§ What you are asked to do: Give the records back in full, exactly as they read.

Begin Provided records

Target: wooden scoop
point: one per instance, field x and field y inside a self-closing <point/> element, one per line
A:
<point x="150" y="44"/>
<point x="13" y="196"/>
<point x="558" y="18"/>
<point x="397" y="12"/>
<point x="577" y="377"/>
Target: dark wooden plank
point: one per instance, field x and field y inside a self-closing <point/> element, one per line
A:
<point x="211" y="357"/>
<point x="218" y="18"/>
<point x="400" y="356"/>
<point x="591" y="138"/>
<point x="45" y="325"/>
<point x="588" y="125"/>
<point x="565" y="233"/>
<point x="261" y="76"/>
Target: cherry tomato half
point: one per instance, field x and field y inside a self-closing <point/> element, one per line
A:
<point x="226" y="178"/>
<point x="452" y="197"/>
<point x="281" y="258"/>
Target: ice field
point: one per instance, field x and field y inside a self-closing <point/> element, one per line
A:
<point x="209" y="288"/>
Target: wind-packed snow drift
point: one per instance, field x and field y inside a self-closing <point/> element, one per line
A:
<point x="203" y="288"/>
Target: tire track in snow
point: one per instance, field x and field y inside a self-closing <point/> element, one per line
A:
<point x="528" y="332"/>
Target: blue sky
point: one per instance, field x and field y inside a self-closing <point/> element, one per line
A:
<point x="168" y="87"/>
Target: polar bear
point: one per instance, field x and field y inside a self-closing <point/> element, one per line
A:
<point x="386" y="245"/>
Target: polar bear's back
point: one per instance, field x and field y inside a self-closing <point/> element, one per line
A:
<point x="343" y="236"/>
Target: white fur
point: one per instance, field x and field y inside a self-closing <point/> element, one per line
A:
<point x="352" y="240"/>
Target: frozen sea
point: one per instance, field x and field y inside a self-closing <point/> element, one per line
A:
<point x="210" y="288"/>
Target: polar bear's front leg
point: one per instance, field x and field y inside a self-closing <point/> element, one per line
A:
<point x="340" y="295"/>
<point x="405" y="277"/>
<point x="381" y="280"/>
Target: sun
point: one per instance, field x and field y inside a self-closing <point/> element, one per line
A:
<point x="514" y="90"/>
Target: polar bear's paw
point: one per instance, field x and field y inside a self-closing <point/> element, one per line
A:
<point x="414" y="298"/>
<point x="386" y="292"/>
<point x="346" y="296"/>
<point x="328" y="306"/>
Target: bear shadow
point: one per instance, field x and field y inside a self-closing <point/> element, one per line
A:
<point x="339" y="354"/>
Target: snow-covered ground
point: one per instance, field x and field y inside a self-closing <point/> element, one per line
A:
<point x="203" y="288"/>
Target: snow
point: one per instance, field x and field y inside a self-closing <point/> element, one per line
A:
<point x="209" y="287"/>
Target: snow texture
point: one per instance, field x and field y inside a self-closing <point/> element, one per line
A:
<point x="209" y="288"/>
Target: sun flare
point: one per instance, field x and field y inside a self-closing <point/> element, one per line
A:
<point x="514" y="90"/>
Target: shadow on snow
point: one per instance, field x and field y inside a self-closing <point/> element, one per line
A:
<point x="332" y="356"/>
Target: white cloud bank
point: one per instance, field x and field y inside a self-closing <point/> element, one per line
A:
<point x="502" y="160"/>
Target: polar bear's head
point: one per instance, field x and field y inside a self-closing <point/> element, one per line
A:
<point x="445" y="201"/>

End Provided records

§ Task response:
Target: wooden scoop
point: one per instance, field x and field y inside a self-closing <point/> element, one per line
A:
<point x="150" y="44"/>
<point x="13" y="196"/>
<point x="558" y="18"/>
<point x="397" y="12"/>
<point x="577" y="377"/>
Target: dark wooden plank
point: one per instance, field x and field y inside a self-closing <point/> element, one per line
A:
<point x="211" y="357"/>
<point x="218" y="18"/>
<point x="400" y="356"/>
<point x="591" y="138"/>
<point x="45" y="325"/>
<point x="588" y="125"/>
<point x="565" y="233"/>
<point x="261" y="76"/>
Target: cherry tomato half
point: one per instance, field x and field y inside a self-closing <point/> element, one per line
A:
<point x="226" y="178"/>
<point x="452" y="197"/>
<point x="281" y="258"/>
Target: ice field
point: one per instance, field x and field y inside a self-closing <point/> element, one per line
A:
<point x="209" y="288"/>
Target: wind-packed snow drift
point: one per instance, field x and field y inside a self-closing <point/> element, one per line
A:
<point x="203" y="288"/>
Target: tire track in snow
point: one per instance, field x and field y inside a self-closing <point/> element, one per line
A:
<point x="528" y="332"/>
Target: blue sky
point: one per instance, field x and field y inside a self-closing <point/> element, one per line
A:
<point x="168" y="87"/>
Target: polar bear
point: one per instance, field x and field y inside a self-closing <point/> element, one per line
A:
<point x="386" y="245"/>
Target: polar bear's back
point: one per instance, field x and field y inside a self-closing <point/> element, one per line
A:
<point x="343" y="236"/>
Target: white fur
point: one per instance, field x and field y inside a self-closing <point/> element, one per line
A:
<point x="352" y="240"/>
Target: frozen sea
point: one per instance, field x and field y inside a self-closing <point/> element, one per line
A:
<point x="210" y="288"/>
Target: polar bear's front leg
point: one per instance, field x and field y inside a self-closing <point/> element, one per line
A:
<point x="340" y="295"/>
<point x="405" y="277"/>
<point x="381" y="280"/>
Target: sun
point: one per instance, field x and field y inside a self-closing <point/> element, one per line
A:
<point x="514" y="90"/>
Target: polar bear's paw
point: one per instance, field x and field y inside a self-closing <point/> element, one per line
A:
<point x="414" y="298"/>
<point x="386" y="292"/>
<point x="346" y="296"/>
<point x="328" y="306"/>
Target: bear shadow
point: one per instance, field x and field y inside a self-closing <point/> element, one per line
A:
<point x="339" y="354"/>
Target: snow-covered ground
point: one per instance, field x and field y inside a self-closing <point/> element, one per line
A:
<point x="203" y="288"/>
Target: snow
point: one per instance, field x and field y inside a self-closing <point/> element, one per line
A:
<point x="209" y="287"/>
Target: snow texture
point: one per instance, field x and field y inside a self-closing <point/> element, one per line
A:
<point x="209" y="288"/>
Target: sun flare
point: one per instance, field x and field y inside a self-closing <point/> element, one per line
A:
<point x="514" y="90"/>
Target: shadow on snow
point: one per instance, field x and field y inside a self-closing <point/> element, one per line
A:
<point x="332" y="356"/>
Target: white cloud bank
point: one per instance, field x and field y inside a self-closing <point/> element, one per line
A:
<point x="502" y="160"/>
Target: polar bear's head
point: one per instance, field x and field y inside a self-closing <point/> element, one per line
A:
<point x="445" y="201"/>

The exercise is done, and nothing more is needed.